[Start of Source passage]

It is likely that only a fraction of what happened 
during that time has been made public, but the 
credible evidence that has been reported indicates 
that senior administration officials Rove and Libby 
were in close contact with each other, as well as 
with the State Department and the CIA, in order to 
carry out their two-pronged attack. The jury would 
likely hear evidence about their e-mail 
communications. The jury would also probably hear 
that, within 24 hours of publication of the Wilson 
piece, Secretary of State Colin Powell and White 
House Press Spokesman Ari Fleischer were seen holding 
a State Department memo requested by Deputy Secretary 
of State Richard Armitage on the day the Wilson op-ed 
appeared; that, when seen with the memo, Powell and 
Fleischer were on Air Force One with President Bush 
and National Security Adviser Condoleezza Rice on the 
way to Africa; that the State Department memo 
contained a paragraph about Valerie Wilson's work at 
the CIA marked "secret"; that on July 8th, Karl Rove 
talked about Valerie Wilson's work at the CIA with 
Robert Novak; that, at about the same time, another 
senior administration official told Robert Novak 
about Valerie Wilson's work at the CIA; that, on July 
12, the day after Rove talked with Cooper, Lewis 
Libby, speaking "on background," told Cooper he "had 
heard" the information about Valerie Wilson's CIA 
status and possible involvement in sending Wilson to 
Niger; that, on the same day, a "senior 
administration official who was not Libby" told 
Washington Post reporter Walter Pincus that "Wilson's 
trip to Niger was set up as a boondoggle by his CIA-
employed wife"; and that, just the day before on July 
11, CIA Director George Tenet had taken the fall for 
the inclusion of the infamous 16 words that, inserted 
in the State of the Union Address, had started the 
whole ball rolling. So once Robert Novak published 
his story outing Valerie Plame and undermining Joseph 
Wilson on July 14, 2003, it would appear that the 
administration had achieved both of its goals. Hardly 
the work of "senior administration officials" who 
know not what they do.

[End of Source passage]

(Prompt): Copy out the passage about the Valerie Plame leak in full, word for word. The lines that follow have no connection to the passage about the Valerie Plame leak.

[Start of Dataset rows]

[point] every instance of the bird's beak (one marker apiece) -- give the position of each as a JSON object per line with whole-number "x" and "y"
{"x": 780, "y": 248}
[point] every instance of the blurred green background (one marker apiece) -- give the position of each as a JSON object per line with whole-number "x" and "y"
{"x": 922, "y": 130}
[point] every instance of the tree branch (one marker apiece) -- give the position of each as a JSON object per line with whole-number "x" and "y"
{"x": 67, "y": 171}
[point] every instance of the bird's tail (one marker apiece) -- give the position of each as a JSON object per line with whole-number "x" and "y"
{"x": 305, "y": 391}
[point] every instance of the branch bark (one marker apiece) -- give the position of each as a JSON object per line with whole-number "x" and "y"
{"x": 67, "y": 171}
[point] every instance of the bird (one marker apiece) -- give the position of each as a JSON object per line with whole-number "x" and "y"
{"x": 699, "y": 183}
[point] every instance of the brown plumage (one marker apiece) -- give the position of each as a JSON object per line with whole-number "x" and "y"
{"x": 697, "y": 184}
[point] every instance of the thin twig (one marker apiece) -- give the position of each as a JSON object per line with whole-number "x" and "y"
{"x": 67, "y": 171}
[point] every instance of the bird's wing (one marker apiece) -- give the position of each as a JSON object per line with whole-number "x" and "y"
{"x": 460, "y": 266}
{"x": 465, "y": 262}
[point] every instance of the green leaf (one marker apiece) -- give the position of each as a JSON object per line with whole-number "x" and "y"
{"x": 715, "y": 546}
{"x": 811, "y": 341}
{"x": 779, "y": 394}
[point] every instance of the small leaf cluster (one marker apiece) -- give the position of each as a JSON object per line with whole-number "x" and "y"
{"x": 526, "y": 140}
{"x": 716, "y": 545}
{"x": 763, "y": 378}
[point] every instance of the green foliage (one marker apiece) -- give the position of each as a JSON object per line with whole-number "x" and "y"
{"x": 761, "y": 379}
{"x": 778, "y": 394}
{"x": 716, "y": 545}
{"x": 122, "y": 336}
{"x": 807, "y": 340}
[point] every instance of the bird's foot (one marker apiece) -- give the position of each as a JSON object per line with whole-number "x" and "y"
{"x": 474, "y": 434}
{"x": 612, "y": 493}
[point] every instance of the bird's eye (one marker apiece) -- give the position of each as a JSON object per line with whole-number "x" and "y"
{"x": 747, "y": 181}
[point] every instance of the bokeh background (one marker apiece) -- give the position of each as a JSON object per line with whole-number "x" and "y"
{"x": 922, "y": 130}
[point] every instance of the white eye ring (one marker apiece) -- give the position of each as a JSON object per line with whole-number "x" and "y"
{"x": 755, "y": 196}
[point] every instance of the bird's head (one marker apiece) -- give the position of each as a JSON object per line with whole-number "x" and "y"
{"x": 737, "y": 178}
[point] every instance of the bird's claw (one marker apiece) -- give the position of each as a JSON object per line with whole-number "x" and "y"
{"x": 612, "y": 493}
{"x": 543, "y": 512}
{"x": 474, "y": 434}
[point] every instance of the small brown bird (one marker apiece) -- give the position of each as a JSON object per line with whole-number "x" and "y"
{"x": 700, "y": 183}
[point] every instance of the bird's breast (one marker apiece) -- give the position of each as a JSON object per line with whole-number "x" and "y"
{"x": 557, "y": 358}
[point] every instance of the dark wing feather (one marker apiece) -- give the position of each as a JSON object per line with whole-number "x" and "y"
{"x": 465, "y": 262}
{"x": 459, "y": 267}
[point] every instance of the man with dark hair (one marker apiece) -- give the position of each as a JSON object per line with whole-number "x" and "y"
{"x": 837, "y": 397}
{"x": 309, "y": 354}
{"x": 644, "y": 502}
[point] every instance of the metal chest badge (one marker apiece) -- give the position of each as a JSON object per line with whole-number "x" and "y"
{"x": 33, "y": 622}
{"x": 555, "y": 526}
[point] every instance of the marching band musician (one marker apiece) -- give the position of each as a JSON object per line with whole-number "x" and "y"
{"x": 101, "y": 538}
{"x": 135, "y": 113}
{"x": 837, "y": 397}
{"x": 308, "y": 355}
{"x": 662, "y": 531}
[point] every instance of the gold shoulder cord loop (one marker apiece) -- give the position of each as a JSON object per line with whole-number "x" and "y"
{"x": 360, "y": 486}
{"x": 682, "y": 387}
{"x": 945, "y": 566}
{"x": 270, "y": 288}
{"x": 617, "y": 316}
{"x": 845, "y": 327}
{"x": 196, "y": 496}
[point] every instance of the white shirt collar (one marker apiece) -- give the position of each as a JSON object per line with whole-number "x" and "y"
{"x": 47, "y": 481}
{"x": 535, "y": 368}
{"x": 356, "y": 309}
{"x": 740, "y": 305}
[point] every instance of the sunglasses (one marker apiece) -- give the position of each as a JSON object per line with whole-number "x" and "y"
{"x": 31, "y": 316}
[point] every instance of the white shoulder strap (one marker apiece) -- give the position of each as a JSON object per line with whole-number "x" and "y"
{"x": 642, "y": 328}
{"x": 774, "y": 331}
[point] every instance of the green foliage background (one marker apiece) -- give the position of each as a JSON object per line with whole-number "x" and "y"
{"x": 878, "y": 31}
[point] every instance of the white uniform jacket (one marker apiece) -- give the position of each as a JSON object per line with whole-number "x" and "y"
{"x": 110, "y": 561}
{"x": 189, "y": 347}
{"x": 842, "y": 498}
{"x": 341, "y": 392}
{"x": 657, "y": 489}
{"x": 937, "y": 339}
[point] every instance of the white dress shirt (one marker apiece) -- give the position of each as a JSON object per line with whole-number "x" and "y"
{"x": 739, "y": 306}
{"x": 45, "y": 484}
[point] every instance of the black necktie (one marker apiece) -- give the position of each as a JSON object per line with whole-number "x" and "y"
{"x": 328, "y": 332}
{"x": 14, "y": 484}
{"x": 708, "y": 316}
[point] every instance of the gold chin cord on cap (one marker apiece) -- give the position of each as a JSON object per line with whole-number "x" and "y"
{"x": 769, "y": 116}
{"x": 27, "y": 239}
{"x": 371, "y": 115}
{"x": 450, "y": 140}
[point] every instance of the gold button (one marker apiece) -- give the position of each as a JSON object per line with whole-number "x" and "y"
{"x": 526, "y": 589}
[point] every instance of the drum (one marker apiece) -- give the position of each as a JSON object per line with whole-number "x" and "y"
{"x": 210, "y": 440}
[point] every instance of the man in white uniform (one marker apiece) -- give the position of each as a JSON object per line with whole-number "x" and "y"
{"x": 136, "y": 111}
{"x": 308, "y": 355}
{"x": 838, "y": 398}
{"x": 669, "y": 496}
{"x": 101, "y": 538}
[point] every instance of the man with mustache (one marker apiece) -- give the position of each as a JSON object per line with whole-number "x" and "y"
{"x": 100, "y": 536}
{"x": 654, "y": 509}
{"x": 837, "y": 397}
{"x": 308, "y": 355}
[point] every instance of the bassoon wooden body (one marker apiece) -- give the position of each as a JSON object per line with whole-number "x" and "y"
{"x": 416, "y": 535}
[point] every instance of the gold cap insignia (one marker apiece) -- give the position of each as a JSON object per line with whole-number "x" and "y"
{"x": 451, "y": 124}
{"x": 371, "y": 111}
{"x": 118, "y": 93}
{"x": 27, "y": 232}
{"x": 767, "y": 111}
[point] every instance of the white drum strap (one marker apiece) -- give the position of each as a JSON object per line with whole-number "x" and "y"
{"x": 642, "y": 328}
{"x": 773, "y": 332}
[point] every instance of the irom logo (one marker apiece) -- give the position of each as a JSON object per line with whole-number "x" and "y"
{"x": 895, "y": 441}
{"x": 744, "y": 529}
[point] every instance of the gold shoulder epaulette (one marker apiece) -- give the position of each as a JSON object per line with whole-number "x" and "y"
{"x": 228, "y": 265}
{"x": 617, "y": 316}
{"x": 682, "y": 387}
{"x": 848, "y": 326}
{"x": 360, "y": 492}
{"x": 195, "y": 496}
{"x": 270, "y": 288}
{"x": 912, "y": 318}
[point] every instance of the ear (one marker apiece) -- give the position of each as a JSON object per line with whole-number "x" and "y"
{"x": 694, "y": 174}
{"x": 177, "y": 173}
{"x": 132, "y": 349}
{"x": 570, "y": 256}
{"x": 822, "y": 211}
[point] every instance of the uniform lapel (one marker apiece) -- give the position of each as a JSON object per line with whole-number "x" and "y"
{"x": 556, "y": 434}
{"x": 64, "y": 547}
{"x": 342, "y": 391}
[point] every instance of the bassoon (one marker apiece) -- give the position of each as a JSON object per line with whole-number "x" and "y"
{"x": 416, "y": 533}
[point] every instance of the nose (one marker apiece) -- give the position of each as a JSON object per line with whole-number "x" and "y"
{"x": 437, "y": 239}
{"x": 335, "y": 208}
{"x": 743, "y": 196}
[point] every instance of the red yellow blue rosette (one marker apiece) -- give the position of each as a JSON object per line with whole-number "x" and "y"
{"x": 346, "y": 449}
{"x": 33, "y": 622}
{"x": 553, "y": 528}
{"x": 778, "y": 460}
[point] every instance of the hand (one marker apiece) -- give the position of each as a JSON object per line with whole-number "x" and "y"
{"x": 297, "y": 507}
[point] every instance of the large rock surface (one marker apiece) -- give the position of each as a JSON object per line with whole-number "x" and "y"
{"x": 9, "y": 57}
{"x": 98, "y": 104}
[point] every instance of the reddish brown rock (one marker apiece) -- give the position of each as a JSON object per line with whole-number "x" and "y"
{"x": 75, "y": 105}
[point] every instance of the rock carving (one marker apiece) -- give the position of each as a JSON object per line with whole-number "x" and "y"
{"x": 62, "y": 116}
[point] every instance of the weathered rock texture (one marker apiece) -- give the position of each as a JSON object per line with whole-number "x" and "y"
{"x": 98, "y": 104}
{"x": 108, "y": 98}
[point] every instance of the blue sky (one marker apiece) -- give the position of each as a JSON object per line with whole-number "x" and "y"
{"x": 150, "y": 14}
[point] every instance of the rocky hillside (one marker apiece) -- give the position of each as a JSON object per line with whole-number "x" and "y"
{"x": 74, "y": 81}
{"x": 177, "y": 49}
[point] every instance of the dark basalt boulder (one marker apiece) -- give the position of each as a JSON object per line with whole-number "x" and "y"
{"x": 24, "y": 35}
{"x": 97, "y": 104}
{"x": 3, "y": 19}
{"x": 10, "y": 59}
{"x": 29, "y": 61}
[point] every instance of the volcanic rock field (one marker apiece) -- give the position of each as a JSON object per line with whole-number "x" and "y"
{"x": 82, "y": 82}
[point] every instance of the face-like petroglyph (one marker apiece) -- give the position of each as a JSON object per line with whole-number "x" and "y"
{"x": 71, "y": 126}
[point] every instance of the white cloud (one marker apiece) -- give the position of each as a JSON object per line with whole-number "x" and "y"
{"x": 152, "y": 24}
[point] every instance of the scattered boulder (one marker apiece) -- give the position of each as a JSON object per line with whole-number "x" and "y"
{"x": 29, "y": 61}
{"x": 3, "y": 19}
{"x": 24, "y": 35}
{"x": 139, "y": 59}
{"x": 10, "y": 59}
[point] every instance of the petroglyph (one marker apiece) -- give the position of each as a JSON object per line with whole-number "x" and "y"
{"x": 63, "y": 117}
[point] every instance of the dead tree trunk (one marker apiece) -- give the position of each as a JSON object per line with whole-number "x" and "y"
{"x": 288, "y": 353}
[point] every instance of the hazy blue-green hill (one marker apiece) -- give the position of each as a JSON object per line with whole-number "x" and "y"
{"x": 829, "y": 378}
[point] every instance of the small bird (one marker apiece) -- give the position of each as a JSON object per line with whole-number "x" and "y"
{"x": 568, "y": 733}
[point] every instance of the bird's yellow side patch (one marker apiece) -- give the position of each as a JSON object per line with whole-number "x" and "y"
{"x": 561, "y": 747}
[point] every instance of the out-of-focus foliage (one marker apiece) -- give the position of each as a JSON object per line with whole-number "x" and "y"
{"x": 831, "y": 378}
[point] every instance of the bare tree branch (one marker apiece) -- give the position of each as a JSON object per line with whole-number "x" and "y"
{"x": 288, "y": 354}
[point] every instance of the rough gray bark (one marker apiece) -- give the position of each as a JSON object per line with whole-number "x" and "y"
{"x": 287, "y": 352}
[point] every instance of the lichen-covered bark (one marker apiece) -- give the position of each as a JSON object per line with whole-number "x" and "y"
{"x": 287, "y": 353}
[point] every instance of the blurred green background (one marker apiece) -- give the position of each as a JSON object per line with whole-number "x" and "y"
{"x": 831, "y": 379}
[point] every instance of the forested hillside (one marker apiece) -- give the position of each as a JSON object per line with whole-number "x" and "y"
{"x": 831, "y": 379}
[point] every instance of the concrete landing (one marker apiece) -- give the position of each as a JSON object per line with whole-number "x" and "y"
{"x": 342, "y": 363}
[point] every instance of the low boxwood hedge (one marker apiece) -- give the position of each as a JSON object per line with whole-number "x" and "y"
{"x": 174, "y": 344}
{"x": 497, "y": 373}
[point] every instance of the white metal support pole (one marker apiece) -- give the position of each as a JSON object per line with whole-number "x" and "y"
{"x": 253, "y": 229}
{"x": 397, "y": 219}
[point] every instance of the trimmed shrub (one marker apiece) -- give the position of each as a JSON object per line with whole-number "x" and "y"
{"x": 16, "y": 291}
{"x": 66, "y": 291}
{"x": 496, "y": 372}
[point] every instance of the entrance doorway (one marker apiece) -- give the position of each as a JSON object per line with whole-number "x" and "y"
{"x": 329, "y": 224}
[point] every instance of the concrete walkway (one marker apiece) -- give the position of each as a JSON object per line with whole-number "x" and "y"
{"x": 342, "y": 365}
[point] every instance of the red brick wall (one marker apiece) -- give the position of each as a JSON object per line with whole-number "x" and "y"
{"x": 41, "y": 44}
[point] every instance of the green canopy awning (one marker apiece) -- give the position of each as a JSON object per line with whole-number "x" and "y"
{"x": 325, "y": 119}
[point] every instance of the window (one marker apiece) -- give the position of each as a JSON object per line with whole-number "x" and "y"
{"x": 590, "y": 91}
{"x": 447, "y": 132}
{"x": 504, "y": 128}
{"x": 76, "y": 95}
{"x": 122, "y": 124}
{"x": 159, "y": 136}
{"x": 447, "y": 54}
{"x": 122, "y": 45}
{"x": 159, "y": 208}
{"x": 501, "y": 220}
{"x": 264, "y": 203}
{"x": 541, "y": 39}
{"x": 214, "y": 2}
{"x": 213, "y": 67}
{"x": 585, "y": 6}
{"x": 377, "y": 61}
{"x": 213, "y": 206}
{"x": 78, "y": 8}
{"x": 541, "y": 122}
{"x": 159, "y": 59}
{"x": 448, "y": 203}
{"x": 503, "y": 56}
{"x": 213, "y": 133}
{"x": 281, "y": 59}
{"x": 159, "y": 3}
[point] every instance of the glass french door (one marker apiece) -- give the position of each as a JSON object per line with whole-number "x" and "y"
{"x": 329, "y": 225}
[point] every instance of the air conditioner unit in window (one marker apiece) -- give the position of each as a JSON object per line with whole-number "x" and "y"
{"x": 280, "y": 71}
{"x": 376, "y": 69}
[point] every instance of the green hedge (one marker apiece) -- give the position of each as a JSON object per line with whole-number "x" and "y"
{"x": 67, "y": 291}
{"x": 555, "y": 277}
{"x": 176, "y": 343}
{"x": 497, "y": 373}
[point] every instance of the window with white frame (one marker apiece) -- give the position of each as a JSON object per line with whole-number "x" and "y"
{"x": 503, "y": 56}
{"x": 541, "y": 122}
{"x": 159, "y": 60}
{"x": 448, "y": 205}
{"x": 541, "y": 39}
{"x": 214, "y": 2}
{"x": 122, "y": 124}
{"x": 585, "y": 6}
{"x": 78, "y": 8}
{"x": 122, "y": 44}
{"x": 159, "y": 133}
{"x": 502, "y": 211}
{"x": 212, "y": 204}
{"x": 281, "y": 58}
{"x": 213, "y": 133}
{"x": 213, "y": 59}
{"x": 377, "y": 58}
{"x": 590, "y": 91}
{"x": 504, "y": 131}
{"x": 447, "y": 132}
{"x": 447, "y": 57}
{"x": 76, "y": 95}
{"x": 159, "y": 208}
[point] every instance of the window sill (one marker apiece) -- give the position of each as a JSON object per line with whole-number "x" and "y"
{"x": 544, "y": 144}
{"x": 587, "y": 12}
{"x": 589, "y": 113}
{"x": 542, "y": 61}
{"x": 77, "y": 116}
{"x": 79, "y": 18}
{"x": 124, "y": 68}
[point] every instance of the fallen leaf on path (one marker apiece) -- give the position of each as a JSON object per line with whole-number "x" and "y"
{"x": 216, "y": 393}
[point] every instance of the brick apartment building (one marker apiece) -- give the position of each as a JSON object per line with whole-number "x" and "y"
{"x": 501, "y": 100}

[End of Dataset rows]

(Answer in full):
It is likely that only a fraction of what happened 
during that time has been made public, but the 
credible evidence that has been reported indicates 
that senior administration officials Rove and Libby 
were in close contact with each other, as well as 
with the State Department and the CIA, in order to 
carry out their two-pronged attack. The jury would 
likely hear evidence about their e-mail 
communications. The jury would also probably hear 
that, within 24 hours of publication of the Wilson 
piece, Secretary of State Colin Powell and White 
House Press Spokesman Ari Fleischer were seen holding 
a State Department memo requested by Deputy Secretary 
of State Richard Armitage on the day the Wilson op-ed 
appeared; that, when seen with the memo, Powell and 
Fleischer were on Air Force One with President Bush 
and National Security Adviser Condoleezza Rice on the 
way to Africa; that the State Department memo 
contained a paragraph about Valerie Wilson's work at 
the CIA marked "secret"; that on July 8th, Karl Rove 
talked about Valerie Wilson's work at the CIA with 
Robert Novak; that, at about the same time, another 
senior administration official told Robert Novak 
about Valerie Wilson's work at the CIA; that, on July 
12, the day after Rove talked with Cooper, Lewis 
Libby, speaking "on background," told Cooper he "had 
heard" the information about Valerie Wilson's CIA 
status and possible involvement in sending Wilson to 
Niger; that, on the same day, a "senior 
administration official who was not Libby" told 
Washington Post reporter Walter Pincus that "Wilson's 
trip to Niger was set up as a boondoggle by his CIA-
employed wife"; and that, just the day before on July 
11, CIA Director George Tenet had taken the fall for 
the inclusion of the infamous 16 words that, inserted 
in the State of the Union Address, had started the 
whole ball rolling. So once Robert Novak published 
his story outing Valerie Plame and undermining Joseph 
Wilson on July 14, 2003, it would appear that the 
administration had achieved both of its goals. Hardly 
the work of "senior administration officials" who 
know not what they do.